**Data for analysis**.
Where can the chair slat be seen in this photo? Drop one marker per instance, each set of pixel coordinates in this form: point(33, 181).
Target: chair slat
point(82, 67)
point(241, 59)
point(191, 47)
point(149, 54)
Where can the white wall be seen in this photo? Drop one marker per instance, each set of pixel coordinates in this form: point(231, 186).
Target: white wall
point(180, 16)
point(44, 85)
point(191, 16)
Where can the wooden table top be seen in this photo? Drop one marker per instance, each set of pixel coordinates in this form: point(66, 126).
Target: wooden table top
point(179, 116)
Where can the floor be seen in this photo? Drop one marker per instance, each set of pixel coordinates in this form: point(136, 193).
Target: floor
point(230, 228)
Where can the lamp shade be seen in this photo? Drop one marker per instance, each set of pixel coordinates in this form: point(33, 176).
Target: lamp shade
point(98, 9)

--

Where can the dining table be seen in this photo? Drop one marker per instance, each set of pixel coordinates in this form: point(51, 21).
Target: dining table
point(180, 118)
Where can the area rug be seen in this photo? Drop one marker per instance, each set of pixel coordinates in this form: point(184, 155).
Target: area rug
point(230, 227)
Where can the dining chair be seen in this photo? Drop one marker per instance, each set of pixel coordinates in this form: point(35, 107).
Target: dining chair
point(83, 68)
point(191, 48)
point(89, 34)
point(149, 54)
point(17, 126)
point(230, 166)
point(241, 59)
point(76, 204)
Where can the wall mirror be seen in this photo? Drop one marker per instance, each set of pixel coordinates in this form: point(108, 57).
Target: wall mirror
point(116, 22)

**What you will do**.
Check each line of the listing above. Copy the ones with the word "form".

**Task result**.
Where can the chair slat be seen in this photo? Drop one marker per instance, each set of pixel coordinates in this form: point(33, 181).
Where can the white wall be seen in this photo? Drop one marker per instance, each set of pixel coordinates in this form: point(231, 186).
Where can the wooden table top be seen in this photo? Drop one marker per instance, each set of pixel coordinates in this form: point(66, 126).
Where can the floor be seen in this photo? Drop one marker per instance, each set of pixel coordinates in this form: point(136, 193).
Where can the lamp shade be seen in this photo? Drop one marker per instance, each set of pixel coordinates in this form: point(33, 176).
Where can the dining table be seen in this photo? Drop one marker per instance, each set of pixel coordinates in this form: point(51, 21).
Where can the area rug be seen in this photo? Drop one marker per instance, each set of pixel coordinates in this form: point(184, 155).
Where can the dining chair be seen in this photo? Drop one marker per instance, each set of pixel coordinates in this form: point(35, 107).
Where can the wall mirror be seen in this photo? Drop one marker per instance, each set of pixel coordinates in this form: point(108, 57).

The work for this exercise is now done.